Some records
========
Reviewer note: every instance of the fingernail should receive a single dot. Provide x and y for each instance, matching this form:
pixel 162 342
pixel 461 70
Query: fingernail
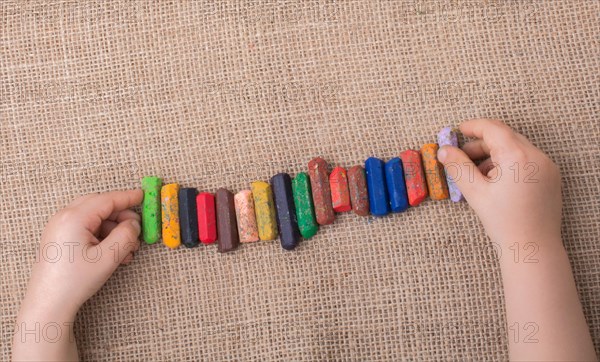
pixel 442 154
pixel 136 225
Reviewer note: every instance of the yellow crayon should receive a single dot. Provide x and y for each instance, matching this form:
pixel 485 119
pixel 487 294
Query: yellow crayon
pixel 264 207
pixel 170 215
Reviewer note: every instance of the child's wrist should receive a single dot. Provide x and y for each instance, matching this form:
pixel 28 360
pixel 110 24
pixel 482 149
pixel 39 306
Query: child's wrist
pixel 528 251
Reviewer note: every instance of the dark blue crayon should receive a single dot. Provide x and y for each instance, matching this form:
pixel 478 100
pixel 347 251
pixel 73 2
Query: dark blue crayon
pixel 394 178
pixel 289 234
pixel 378 197
pixel 188 217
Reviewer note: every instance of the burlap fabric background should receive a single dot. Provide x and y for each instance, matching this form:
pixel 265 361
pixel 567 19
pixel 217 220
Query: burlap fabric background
pixel 94 95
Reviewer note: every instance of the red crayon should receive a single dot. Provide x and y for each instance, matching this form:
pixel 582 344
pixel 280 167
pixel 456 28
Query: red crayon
pixel 340 194
pixel 207 221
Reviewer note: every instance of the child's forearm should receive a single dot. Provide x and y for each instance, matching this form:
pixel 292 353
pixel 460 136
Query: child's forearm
pixel 544 316
pixel 44 332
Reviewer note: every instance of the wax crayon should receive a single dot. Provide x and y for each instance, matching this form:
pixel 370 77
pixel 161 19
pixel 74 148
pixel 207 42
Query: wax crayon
pixel 359 195
pixel 379 203
pixel 246 217
pixel 340 193
pixel 319 183
pixel 151 211
pixel 207 219
pixel 394 179
pixel 449 137
pixel 229 239
pixel 307 222
pixel 264 207
pixel 434 172
pixel 287 221
pixel 416 185
pixel 170 215
pixel 188 217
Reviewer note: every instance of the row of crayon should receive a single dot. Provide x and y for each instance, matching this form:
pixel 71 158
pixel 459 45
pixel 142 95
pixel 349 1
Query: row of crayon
pixel 294 208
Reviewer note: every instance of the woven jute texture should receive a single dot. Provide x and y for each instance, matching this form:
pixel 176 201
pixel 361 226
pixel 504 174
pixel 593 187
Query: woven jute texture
pixel 95 95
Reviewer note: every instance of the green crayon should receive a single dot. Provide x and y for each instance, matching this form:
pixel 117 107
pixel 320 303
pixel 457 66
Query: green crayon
pixel 151 211
pixel 307 222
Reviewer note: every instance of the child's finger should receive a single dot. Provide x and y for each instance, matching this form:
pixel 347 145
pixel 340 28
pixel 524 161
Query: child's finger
pixel 120 216
pixel 462 170
pixel 128 259
pixel 101 207
pixel 124 239
pixel 486 166
pixel 496 134
pixel 476 150
pixel 106 228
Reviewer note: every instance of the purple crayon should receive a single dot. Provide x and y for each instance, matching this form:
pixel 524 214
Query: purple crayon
pixel 448 137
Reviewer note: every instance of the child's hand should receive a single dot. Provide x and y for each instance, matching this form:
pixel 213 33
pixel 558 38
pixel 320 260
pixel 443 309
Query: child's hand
pixel 515 191
pixel 83 245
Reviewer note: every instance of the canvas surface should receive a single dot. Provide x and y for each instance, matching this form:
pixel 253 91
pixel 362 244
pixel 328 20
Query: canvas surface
pixel 95 95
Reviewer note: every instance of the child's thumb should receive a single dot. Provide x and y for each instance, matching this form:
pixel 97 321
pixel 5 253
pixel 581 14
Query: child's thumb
pixel 122 241
pixel 461 169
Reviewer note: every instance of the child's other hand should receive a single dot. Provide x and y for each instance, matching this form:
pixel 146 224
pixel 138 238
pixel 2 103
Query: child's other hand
pixel 516 191
pixel 82 246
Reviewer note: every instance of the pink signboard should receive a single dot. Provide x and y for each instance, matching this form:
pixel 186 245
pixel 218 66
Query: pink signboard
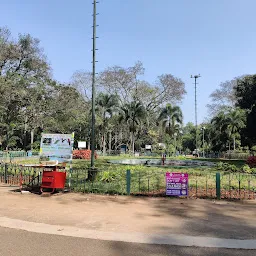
pixel 176 184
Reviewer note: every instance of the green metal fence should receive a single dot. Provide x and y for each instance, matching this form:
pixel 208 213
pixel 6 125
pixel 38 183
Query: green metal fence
pixel 202 184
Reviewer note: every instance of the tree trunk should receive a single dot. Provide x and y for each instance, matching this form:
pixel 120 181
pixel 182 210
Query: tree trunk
pixel 133 144
pixel 104 144
pixel 109 142
pixel 32 139
pixel 116 141
pixel 25 133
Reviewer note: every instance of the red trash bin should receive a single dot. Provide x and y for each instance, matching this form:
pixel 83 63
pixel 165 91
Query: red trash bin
pixel 53 180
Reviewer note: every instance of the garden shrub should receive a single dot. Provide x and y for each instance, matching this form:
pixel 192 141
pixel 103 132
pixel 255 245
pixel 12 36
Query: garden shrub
pixel 251 161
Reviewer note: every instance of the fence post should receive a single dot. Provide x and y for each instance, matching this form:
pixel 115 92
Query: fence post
pixel 5 173
pixel 218 194
pixel 128 182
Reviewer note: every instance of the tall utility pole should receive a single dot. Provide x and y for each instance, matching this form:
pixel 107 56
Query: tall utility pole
pixel 196 77
pixel 93 83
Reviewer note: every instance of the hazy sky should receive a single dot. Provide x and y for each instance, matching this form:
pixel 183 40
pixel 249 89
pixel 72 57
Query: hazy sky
pixel 214 38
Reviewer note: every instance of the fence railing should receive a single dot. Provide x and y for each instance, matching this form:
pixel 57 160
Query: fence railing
pixel 202 184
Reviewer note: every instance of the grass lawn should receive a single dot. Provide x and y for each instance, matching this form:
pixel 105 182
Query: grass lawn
pixel 111 178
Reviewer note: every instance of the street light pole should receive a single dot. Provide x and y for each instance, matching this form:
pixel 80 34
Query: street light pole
pixel 93 84
pixel 196 77
pixel 203 128
pixel 175 143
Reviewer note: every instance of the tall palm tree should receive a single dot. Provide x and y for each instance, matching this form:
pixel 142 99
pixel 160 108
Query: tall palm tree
pixel 133 114
pixel 227 125
pixel 106 104
pixel 235 121
pixel 171 119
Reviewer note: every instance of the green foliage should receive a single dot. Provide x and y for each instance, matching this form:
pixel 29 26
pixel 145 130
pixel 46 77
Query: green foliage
pixel 221 166
pixel 109 176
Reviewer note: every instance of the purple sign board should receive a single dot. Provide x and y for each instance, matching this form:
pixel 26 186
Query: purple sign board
pixel 176 184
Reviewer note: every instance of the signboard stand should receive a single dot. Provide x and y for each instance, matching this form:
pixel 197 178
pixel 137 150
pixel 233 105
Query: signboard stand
pixel 176 184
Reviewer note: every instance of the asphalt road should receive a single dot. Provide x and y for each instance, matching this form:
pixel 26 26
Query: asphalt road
pixel 19 243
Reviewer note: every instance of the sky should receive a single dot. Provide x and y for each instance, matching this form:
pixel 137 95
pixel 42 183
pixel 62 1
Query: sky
pixel 182 37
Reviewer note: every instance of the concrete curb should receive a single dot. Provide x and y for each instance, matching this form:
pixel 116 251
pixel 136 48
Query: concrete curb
pixel 172 239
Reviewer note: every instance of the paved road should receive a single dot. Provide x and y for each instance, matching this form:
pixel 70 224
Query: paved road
pixel 19 243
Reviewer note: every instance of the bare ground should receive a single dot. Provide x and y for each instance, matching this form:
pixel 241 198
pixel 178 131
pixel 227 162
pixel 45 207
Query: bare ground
pixel 196 217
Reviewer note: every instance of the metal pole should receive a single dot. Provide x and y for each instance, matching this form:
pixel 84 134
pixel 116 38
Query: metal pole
pixel 195 77
pixel 93 85
pixel 203 143
pixel 196 117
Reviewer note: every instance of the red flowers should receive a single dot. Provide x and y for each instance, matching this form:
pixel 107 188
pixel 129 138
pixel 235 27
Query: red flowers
pixel 83 154
pixel 251 161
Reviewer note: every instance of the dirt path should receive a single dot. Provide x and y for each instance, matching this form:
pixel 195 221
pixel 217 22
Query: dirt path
pixel 129 214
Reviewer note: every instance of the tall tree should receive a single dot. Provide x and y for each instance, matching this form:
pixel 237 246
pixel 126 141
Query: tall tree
pixel 171 119
pixel 105 106
pixel 133 114
pixel 235 121
pixel 246 99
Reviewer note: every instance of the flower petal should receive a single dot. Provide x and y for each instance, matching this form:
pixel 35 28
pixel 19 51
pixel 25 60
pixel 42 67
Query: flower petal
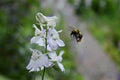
pixel 61 67
pixel 60 42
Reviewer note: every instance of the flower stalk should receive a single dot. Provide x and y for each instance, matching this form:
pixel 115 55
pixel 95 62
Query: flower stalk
pixel 48 38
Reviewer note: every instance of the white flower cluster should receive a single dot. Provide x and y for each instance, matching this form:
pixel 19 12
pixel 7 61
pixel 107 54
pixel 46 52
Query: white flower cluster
pixel 48 37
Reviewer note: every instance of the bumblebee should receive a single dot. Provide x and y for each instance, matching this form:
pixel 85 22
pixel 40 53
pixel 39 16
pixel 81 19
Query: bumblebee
pixel 76 34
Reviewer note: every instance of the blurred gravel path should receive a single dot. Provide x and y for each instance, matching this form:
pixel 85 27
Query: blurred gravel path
pixel 92 61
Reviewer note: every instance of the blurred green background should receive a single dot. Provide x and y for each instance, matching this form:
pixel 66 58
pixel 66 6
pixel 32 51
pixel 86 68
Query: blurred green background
pixel 17 17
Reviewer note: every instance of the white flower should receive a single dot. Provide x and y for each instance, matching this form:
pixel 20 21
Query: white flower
pixel 39 36
pixel 57 59
pixel 53 39
pixel 38 61
pixel 50 21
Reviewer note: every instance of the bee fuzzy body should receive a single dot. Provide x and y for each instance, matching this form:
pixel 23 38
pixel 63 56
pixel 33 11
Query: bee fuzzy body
pixel 76 34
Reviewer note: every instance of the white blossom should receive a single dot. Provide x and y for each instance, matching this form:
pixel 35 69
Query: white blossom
pixel 57 59
pixel 39 36
pixel 38 61
pixel 54 40
pixel 50 21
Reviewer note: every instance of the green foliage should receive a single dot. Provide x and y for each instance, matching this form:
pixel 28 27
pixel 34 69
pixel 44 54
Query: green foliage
pixel 106 30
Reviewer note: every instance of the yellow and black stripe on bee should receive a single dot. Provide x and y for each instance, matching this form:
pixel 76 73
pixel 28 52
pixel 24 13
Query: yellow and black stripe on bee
pixel 77 34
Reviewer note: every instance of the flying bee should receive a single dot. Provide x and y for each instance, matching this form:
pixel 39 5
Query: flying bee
pixel 76 34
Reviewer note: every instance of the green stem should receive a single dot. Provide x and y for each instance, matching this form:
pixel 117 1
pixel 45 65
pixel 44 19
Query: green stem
pixel 43 74
pixel 45 50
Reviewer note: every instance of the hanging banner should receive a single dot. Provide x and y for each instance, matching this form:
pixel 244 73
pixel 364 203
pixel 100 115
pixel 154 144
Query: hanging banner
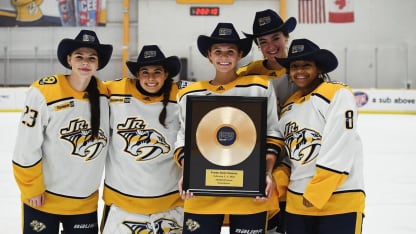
pixel 311 11
pixel 341 11
pixel 21 13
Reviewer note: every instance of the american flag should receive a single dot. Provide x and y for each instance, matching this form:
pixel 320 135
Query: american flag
pixel 311 11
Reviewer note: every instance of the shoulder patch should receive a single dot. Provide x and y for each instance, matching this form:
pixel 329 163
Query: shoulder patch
pixel 183 83
pixel 48 80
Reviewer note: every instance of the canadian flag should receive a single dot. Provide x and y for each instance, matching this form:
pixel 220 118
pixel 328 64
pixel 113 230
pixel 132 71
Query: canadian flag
pixel 340 11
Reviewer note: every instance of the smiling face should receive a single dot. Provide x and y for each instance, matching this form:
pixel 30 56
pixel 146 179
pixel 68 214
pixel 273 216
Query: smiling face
pixel 224 56
pixel 304 74
pixel 273 45
pixel 152 77
pixel 83 62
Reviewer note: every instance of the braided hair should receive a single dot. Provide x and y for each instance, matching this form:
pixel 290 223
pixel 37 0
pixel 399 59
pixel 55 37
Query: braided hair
pixel 94 98
pixel 166 92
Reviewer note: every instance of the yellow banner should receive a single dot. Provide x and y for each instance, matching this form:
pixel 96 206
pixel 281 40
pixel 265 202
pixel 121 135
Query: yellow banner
pixel 205 1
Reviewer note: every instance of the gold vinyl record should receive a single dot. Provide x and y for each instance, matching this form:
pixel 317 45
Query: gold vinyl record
pixel 226 136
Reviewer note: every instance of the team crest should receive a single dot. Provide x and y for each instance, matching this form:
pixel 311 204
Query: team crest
pixel 192 225
pixel 303 145
pixel 37 226
pixel 141 142
pixel 80 135
pixel 161 226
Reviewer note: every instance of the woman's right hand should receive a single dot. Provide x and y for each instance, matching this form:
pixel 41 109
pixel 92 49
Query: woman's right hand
pixel 184 194
pixel 37 200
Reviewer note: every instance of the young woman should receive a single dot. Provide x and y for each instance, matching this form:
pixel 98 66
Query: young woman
pixel 140 191
pixel 271 35
pixel 319 124
pixel 205 214
pixel 64 133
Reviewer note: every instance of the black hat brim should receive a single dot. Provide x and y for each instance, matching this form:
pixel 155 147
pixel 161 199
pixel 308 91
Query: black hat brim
pixel 67 46
pixel 288 26
pixel 323 57
pixel 205 42
pixel 172 64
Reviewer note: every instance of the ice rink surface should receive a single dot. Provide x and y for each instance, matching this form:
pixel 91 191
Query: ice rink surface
pixel 390 173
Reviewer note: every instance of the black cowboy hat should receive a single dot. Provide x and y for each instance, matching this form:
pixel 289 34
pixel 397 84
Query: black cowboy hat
pixel 267 22
pixel 223 33
pixel 152 55
pixel 304 49
pixel 85 38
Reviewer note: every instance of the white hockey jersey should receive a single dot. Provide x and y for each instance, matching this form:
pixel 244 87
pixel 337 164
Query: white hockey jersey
pixel 325 151
pixel 141 175
pixel 55 152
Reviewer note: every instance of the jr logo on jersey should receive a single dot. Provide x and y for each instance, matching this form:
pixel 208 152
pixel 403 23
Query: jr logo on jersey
pixel 161 226
pixel 302 145
pixel 80 135
pixel 142 142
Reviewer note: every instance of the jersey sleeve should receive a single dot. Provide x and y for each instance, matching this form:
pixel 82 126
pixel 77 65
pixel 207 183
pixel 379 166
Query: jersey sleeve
pixel 180 139
pixel 335 159
pixel 274 138
pixel 27 157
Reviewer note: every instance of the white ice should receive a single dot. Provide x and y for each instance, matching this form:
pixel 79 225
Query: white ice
pixel 390 173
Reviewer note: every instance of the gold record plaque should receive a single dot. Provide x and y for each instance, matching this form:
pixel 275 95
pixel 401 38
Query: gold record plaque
pixel 225 139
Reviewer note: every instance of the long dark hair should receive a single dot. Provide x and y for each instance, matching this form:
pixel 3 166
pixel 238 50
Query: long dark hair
pixel 166 93
pixel 94 97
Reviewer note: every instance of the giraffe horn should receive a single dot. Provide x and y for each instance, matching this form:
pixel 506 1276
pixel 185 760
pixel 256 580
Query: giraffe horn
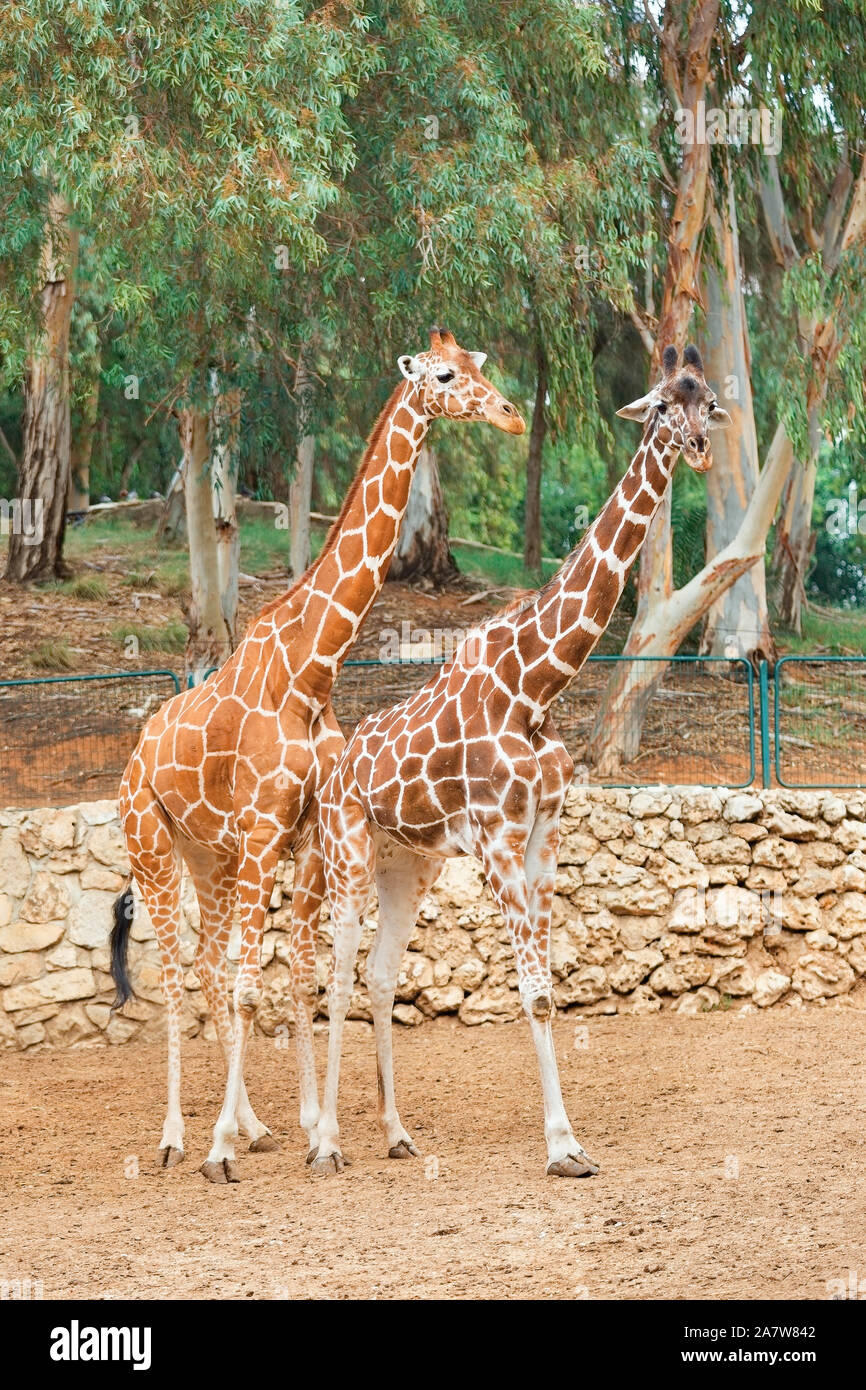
pixel 692 357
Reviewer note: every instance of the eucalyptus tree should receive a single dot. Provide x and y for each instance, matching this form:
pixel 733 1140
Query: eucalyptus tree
pixel 685 57
pixel 198 145
pixel 813 199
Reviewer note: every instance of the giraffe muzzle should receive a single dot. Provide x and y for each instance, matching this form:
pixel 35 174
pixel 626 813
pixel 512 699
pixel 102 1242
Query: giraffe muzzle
pixel 506 417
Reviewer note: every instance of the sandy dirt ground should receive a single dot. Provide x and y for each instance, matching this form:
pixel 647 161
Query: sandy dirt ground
pixel 731 1151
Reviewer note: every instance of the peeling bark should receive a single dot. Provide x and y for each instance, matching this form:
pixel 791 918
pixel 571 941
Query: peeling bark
pixel 423 549
pixel 737 623
pixel 81 452
pixel 300 488
pixel 224 476
pixel 531 549
pixel 35 549
pixel 210 638
pixel 616 736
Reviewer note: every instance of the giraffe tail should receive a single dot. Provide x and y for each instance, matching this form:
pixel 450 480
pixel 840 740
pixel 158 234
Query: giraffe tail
pixel 120 940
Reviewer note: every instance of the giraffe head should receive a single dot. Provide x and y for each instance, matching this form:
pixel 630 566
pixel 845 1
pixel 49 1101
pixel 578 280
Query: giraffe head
pixel 448 381
pixel 681 409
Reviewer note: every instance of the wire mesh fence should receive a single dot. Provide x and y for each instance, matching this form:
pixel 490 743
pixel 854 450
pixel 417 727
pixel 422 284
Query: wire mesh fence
pixel 67 738
pixel 685 720
pixel 819 715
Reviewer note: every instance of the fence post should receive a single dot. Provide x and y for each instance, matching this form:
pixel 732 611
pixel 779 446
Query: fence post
pixel 763 685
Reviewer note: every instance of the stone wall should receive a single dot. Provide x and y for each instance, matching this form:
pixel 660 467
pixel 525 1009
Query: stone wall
pixel 687 900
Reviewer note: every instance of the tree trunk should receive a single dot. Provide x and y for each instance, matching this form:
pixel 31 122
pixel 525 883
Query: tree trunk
pixel 300 488
pixel 173 521
pixel 684 52
pixel 685 66
pixel 224 476
pixel 39 510
pixel 210 638
pixel 820 345
pixel 81 451
pixel 423 551
pixel 616 737
pixel 531 546
pixel 738 623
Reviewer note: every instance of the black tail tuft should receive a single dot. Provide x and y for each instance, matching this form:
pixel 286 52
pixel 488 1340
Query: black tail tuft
pixel 120 938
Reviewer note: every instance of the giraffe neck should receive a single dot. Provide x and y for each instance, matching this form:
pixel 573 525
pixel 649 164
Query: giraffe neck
pixel 319 620
pixel 558 630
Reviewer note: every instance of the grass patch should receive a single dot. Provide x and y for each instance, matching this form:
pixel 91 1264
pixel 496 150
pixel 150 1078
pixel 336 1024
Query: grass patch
pixel 831 633
pixel 85 587
pixel 139 580
pixel 498 570
pixel 53 655
pixel 171 637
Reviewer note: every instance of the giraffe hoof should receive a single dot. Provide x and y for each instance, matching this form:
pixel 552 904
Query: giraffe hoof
pixel 264 1144
pixel 403 1150
pixel 324 1165
pixel 225 1171
pixel 574 1165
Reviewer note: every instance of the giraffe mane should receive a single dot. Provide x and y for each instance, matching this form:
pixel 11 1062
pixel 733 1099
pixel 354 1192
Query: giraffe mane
pixel 373 438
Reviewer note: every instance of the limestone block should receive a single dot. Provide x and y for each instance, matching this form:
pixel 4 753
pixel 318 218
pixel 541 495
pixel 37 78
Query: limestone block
pixel 822 976
pixel 50 988
pixel 680 975
pixel 769 987
pixel 641 1001
pixel 46 900
pixel 734 977
pixel 847 918
pixel 776 854
pixel 18 969
pixel 106 844
pixel 851 834
pixel 439 1000
pixel 14 868
pixel 742 805
pixel 92 919
pixel 585 986
pixel 489 1004
pixel 633 968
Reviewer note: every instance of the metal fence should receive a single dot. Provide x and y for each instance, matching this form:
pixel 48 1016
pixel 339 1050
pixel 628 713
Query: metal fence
pixel 819 720
pixel 699 722
pixel 67 738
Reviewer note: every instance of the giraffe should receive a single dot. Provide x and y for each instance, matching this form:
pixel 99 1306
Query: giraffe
pixel 224 774
pixel 471 763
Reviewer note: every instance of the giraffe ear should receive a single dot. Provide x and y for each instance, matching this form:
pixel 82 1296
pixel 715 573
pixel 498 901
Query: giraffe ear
pixel 638 409
pixel 410 367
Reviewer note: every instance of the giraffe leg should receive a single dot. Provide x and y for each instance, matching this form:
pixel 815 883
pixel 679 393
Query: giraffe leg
pixel 214 877
pixel 402 879
pixel 349 877
pixel 523 886
pixel 307 894
pixel 157 870
pixel 256 873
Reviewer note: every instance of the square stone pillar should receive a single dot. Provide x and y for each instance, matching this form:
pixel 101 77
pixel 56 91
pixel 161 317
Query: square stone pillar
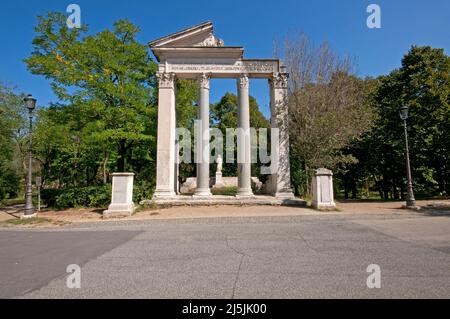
pixel 281 177
pixel 165 153
pixel 323 195
pixel 122 196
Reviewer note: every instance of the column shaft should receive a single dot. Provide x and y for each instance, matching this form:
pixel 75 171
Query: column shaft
pixel 281 178
pixel 244 146
pixel 165 153
pixel 203 139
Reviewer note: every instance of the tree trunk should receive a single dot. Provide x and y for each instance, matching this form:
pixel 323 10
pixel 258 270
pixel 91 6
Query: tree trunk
pixel 105 161
pixel 122 154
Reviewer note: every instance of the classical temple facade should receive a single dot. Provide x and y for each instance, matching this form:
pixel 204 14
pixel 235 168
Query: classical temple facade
pixel 195 53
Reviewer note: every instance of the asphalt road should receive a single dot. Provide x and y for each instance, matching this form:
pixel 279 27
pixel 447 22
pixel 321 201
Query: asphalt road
pixel 323 256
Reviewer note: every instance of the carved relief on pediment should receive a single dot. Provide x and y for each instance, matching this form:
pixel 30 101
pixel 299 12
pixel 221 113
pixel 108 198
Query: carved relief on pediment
pixel 211 41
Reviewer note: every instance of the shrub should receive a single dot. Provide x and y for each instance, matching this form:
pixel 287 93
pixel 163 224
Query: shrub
pixel 91 196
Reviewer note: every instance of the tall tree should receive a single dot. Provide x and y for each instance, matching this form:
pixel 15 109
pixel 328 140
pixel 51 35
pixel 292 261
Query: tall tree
pixel 107 78
pixel 11 133
pixel 327 107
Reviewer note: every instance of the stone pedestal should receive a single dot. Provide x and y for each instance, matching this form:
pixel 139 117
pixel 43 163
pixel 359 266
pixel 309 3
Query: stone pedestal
pixel 122 196
pixel 323 196
pixel 218 182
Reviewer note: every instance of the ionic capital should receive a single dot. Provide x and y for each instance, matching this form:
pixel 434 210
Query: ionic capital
pixel 243 81
pixel 166 80
pixel 279 80
pixel 203 80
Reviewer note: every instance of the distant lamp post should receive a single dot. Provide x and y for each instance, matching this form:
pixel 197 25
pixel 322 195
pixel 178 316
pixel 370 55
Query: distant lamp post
pixel 410 200
pixel 30 103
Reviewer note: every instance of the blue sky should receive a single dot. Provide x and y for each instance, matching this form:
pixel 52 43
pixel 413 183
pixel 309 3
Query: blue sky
pixel 252 24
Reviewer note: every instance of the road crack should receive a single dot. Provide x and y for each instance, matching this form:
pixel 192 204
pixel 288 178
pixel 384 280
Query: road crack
pixel 242 255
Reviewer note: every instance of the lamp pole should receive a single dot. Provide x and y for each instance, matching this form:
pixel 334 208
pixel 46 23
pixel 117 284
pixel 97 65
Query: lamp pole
pixel 410 200
pixel 29 210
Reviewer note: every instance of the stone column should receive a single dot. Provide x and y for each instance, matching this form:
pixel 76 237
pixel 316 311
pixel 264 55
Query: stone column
pixel 203 139
pixel 281 177
pixel 244 146
pixel 165 153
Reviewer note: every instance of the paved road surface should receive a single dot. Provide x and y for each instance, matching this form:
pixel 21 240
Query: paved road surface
pixel 259 257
========
> **Your objective**: Put the lines of the material between the line containing "Reviewer note: every instance of the long" and the line containing "pixel 681 409", inclusive, into a JSON list of strings, one string per line, with blank lines left out. Omit the pictures from the list.

> **Response to the task**:
[
  "Reviewer note: every instance of the long dark hair should receive a single dot. Provide x and y for each instance, matching this form:",
  "pixel 3 166",
  "pixel 238 50",
  "Query: long dark hair",
  "pixel 166 93",
  "pixel 94 97",
  "Reviewer note: every instance of the giraffe horn should receive a single dot. Provide x and y for each instance, matching this form:",
  "pixel 506 1276",
  "pixel 185 760",
  "pixel 256 580",
  "Query: giraffe horn",
  "pixel 692 357",
  "Reviewer note: every instance of the eucalyptus tree should receive a single dot. Provide x and y for each instance, matching this form:",
  "pixel 733 1140",
  "Query: eucalyptus tree",
  "pixel 685 57",
  "pixel 198 145",
  "pixel 813 199",
  "Reviewer note: every instance of the giraffe muzzle should receive a single dot. Provide x and y for each instance, matching this form:",
  "pixel 35 174",
  "pixel 626 813",
  "pixel 512 699",
  "pixel 102 1242",
  "Query: giraffe muzzle",
  "pixel 506 417",
  "Reviewer note: every instance of the sandy dirt ground should receive a single dot. Provide x and y for each instance, matching this form:",
  "pixel 647 161",
  "Query: sandy dirt ground",
  "pixel 731 1151",
  "Reviewer note: every instance of the peeling bark should receive a single dot. Provide x and y for each instance, matching this form:",
  "pixel 791 918",
  "pixel 571 941",
  "Query: peeling bark",
  "pixel 423 549",
  "pixel 737 623",
  "pixel 81 452",
  "pixel 300 488",
  "pixel 224 476",
  "pixel 531 549",
  "pixel 35 549",
  "pixel 210 638",
  "pixel 616 736",
  "Reviewer note: every instance of the giraffe tail should receive a single dot. Provide x and y for each instance, matching this form:",
  "pixel 450 480",
  "pixel 840 740",
  "pixel 158 234",
  "Query: giraffe tail",
  "pixel 120 940",
  "Reviewer note: every instance of the giraffe head should receive a single dot. Provide x and y for each instance, matching this form:",
  "pixel 630 566",
  "pixel 845 1",
  "pixel 49 1101",
  "pixel 578 280",
  "Query: giraffe head",
  "pixel 448 381",
  "pixel 681 409"
]